[Entries taken from a collection]
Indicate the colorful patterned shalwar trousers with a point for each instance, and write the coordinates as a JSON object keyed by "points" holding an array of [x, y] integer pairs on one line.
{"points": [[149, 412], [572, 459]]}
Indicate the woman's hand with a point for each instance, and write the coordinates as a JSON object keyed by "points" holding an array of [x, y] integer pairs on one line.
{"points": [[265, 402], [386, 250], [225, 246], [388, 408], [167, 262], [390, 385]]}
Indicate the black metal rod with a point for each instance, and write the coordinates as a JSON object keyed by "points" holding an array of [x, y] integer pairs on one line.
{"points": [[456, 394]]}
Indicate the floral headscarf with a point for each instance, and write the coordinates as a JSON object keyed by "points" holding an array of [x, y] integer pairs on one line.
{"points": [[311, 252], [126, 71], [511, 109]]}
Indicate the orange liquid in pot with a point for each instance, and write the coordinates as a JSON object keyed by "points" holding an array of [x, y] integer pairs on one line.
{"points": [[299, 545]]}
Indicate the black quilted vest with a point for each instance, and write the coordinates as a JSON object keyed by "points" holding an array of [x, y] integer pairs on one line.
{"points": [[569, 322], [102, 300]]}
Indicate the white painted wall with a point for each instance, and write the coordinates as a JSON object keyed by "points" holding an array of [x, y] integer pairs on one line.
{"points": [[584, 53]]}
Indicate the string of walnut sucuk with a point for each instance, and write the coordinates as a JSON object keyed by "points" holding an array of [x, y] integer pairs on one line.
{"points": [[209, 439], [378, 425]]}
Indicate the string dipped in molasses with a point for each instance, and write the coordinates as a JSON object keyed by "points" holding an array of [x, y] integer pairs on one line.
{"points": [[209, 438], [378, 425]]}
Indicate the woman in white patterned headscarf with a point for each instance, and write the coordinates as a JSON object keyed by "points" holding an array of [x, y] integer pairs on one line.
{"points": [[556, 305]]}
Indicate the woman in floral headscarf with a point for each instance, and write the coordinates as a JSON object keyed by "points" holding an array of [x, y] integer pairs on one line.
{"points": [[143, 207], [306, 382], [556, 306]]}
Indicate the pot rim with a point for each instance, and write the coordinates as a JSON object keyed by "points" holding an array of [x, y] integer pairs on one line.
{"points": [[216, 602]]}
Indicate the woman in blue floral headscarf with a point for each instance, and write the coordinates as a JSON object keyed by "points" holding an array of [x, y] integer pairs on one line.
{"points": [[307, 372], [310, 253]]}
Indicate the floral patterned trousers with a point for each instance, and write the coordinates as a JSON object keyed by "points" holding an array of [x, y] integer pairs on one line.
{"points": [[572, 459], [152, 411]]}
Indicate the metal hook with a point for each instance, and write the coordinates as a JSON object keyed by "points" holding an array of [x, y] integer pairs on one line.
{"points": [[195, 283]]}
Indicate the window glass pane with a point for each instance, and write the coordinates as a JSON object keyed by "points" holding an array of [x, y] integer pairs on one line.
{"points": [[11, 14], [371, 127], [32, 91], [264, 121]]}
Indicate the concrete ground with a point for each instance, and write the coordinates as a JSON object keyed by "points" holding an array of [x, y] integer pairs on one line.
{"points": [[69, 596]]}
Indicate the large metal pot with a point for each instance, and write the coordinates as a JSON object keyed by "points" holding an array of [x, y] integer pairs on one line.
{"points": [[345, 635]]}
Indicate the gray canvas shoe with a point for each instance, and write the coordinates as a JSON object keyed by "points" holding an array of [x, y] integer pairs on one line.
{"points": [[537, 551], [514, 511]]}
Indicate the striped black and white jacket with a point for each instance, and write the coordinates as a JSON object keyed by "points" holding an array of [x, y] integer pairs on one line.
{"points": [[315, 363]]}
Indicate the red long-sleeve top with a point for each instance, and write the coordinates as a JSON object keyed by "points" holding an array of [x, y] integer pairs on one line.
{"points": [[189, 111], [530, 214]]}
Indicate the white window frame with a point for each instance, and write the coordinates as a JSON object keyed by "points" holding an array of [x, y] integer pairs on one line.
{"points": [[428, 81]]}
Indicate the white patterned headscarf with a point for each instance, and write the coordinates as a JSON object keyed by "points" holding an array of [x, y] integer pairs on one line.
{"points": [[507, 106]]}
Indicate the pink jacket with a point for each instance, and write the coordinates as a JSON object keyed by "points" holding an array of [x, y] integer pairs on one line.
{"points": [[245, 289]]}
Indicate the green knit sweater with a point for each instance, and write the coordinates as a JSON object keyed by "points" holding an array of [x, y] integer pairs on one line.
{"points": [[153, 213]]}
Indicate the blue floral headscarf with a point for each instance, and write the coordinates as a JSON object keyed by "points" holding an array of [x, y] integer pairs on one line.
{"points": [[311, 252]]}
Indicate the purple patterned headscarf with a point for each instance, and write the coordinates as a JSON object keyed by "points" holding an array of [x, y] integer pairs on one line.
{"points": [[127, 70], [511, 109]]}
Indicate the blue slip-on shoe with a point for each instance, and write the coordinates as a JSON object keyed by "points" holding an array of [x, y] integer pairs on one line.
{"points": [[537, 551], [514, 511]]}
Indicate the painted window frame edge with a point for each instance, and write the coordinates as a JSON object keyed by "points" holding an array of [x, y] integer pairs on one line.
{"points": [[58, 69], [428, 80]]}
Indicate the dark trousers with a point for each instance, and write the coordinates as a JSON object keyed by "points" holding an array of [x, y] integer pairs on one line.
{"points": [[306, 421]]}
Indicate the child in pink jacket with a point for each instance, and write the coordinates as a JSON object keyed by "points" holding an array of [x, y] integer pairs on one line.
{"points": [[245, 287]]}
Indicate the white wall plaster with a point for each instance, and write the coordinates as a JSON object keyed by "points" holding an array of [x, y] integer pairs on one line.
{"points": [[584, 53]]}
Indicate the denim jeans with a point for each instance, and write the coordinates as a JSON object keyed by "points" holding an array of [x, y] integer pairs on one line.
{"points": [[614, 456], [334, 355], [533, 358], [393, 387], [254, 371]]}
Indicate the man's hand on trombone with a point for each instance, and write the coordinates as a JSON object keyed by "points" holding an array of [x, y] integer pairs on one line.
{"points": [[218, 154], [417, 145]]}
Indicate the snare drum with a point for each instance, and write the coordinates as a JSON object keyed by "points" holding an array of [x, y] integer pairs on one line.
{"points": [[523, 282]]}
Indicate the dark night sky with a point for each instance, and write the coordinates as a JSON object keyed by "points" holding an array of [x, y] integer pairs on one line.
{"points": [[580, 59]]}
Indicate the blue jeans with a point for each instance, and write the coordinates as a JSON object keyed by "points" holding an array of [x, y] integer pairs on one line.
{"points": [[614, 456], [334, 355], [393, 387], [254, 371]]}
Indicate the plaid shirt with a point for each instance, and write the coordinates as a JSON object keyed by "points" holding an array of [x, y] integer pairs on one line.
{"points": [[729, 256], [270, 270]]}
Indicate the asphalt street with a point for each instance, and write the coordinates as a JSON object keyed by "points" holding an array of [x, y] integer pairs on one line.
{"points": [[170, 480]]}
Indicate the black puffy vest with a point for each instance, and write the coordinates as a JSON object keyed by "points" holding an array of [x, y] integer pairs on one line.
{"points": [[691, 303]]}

_Task objective_: The full data must appear again, retyped in every detail.

_Response box_:
Indicate the colorful patterned shalwar trousers with a point for each instance, and write the coordinates as a JSON object keyed by "points" holding an array of [x, y] integer pairs on one line.
{"points": [[149, 412], [572, 459]]}
Indicate the woman's hand with a point for each instance, and write the coordinates as a JSON object keyed by "points" holding an array of [x, y] integer pairs on one line.
{"points": [[265, 402], [386, 250], [225, 246], [388, 408], [167, 262], [390, 385]]}
Indicate the black metal rod with a point for each instance, and write the coordinates as a JSON object keyed by "points" holding an array of [x, y] integer pairs on one line.
{"points": [[456, 394]]}
Indicate the floral headscarf with a point for each instance, and write the coordinates as a JSON object keyed by "points" holding an array of [x, y] integer pairs on one line.
{"points": [[311, 252], [126, 71], [511, 109]]}
Indicate the orange liquid in pot with a point for each instance, and write the coordinates as a JSON object keyed by "points" holding an array of [x, y] integer pairs on one line.
{"points": [[299, 545]]}
Indicate the black quilted vest with a point for each instance, and write the coordinates as a JSON object keyed by "points" holding an array of [x, y] integer pairs on one line.
{"points": [[569, 322], [102, 300]]}
Indicate the white painted wall with a point for each instance, and write the coordinates as a JSON object keyed by "points" holding an array of [x, y] integer pairs on one line.
{"points": [[584, 53]]}
Indicate the string of walnut sucuk with a point for each instance, and write the coordinates as a JSON object keyed by "points" holding an array of [x, y] integer pairs on one line.
{"points": [[209, 439], [378, 425]]}
Indicate the string dipped in molasses with a point for each instance, and write the coordinates as a JSON object keyed by "points" holding an array of [x, y] integer pairs on one line.
{"points": [[209, 438], [378, 425]]}
Indicate the woman in white patterned headscarf with a point for each instance, and write the coordinates as a JSON object keyed by "points" holding an array of [x, y] integer pairs on one line.
{"points": [[556, 305]]}
Indicate the woman in floral headscarf with a point for each instance, and write the coordinates as a JSON object keyed by "points" holding an array of [x, y] integer pairs on one line.
{"points": [[143, 207], [306, 382], [556, 306]]}
Indicate the pot rim with a point for each instance, and write the coordinates as a JSON object keyed by "points" holding an array of [x, y] integer pairs on one line.
{"points": [[216, 602]]}
Indicate the woman in blue floral headscarf with a point for each instance, and write the coordinates as a JSON object keyed by "points" holding an array of [x, y] integer pairs on one line.
{"points": [[307, 372], [310, 253]]}
Indicate the floral patterned trousers with a point for each instance, and write the coordinates as a JSON object keyed by "points" holding an array of [x, y] integer pairs on one line.
{"points": [[572, 459], [152, 411]]}
Indicate the metal hook with a point for each instance, and write the coordinates as a JSON object keyed by "points" holding an array of [x, y] integer pairs on one line.
{"points": [[195, 283]]}
Indicate the window glass pane with a point for each instance, and write the coordinates as a JSON object keyed by "points" holding an array of [x, y] integer pairs on one line.
{"points": [[11, 14], [371, 127], [32, 91], [264, 121]]}
Indicate the concrete ground with a point for each instance, and write the coordinates as a JSON object keyed by "points" holding an array of [x, y] integer pairs on one line.
{"points": [[69, 596]]}
Indicate the large metal pot with a point for each instance, and write the coordinates as a JSON object keyed by "points" holding an array of [x, y] integer pairs on one line.
{"points": [[345, 635]]}
Indicate the gray canvas shoe with a point for each instance, and write the coordinates as a JSON object keyed by "points" holding an array of [x, y] integer pairs on one line.
{"points": [[537, 551], [514, 511]]}
Indicate the striped black and white jacket with a point for each instance, and write the coordinates as a JSON object keyed by "points" holding an array of [x, y] integer pairs on one line.
{"points": [[315, 363]]}
Indicate the red long-sleeve top with a point for each instance, and write the coordinates as a JSON object keyed by "points" holding an array of [x, y] integer pairs on one line.
{"points": [[189, 111], [530, 214]]}
Indicate the white window frame with a point for each instance, and write the coordinates as a JSON object keyed by "points" holding an array of [x, y] integer pairs on one line.
{"points": [[428, 81]]}
Indicate the white patterned headscarf with a point for each instance, and write the coordinates as a JSON object keyed by "points" holding an array of [x, y] integer pairs on one line.
{"points": [[507, 106]]}
Indicate the pink jacket with a point for each instance, and write the coordinates as a JSON object keyed by "points" holding an array of [x, y] integer pairs on one line.
{"points": [[245, 289]]}
Indicate the green knit sweater with a point for each instance, and write the coordinates as a JSON object keyed by "points" holding an array of [x, y] integer pairs on one line.
{"points": [[153, 213]]}
Indicate the blue floral headscarf with a point for each instance, and write the coordinates as a JSON object keyed by "points" holding an array of [x, y] integer pairs on one line.
{"points": [[311, 252]]}
Indicate the purple patterned headscarf with a point for each instance, and write the coordinates as a JSON object keyed by "points" holding an array of [x, y] integer pairs on one line.
{"points": [[127, 70], [511, 109]]}
Indicate the blue slip-on shoe with a point for each instance, and write the coordinates as a JSON object keyed by "points" holding an array of [x, y] integer pairs on one line.
{"points": [[537, 551], [514, 511]]}
Indicate the painted window frame edge with a point for each instance, and write the coordinates as a JSON object keyed by "points" holding an array of [x, y] integer pairs on one line.
{"points": [[58, 69], [428, 80]]}
Indicate the dark trousers with a point for each instance, and write the coordinates as a JSON object keyed by "points" holding an array of [x, y] integer pairs on one line.
{"points": [[306, 421]]}
Indicate the child in pink jacket with a point for each instance, and write the coordinates as a JSON object keyed by "points" holding an array of [x, y] integer pairs on one line.
{"points": [[245, 287]]}
Indicate the white wall plaster with a point for each instance, and write the coordinates as a JSON object keyed by "points" holding an array of [x, y] integer pairs on one line.
{"points": [[584, 53]]}
Indicate the denim jeans with a point for each instance, and write the coordinates as a JSON object keyed by "points" holding an array of [x, y] integer pairs on one line.
{"points": [[614, 456], [334, 355], [533, 358], [393, 387], [254, 371]]}
Indicate the man's hand on trombone with a point for each instance, and write the coordinates as a JSON object keyed by "points" holding an array of [x, y] integer pairs on one line.
{"points": [[218, 154], [417, 145]]}
Indicate the snare drum with a point for each instance, and write the coordinates as a JSON object keyed by "points" holding an array of [x, y] integer pairs on one line.
{"points": [[523, 282]]}
Indicate the dark night sky with a point for each instance, and write the coordinates as a JSON object keyed by "points" holding an array of [x, y] integer pairs on one line.
{"points": [[580, 59]]}
Indicate the blue jeans with a point for each instance, and write the coordinates as a JSON object keyed by "points" holding an array of [x, y] integer pairs on one line.
{"points": [[614, 456], [334, 355], [393, 387], [254, 371]]}
Indicate the plaid shirt with a point for each instance, and write the coordinates as a JSON object keyed by "points" holding an array of [x, y] integer pairs on one line.
{"points": [[729, 256], [270, 270]]}
Indicate the asphalt street with a point for each instance, and write the coordinates as a JSON object keyed by "points" holding an array of [x, y] integer pairs on one line.
{"points": [[170, 480]]}
Indicate the black puffy vest with a point for each instance, and write the coordinates as a JSON object keyed by "points" holding an array of [x, y] integer pairs on one line.
{"points": [[691, 303]]}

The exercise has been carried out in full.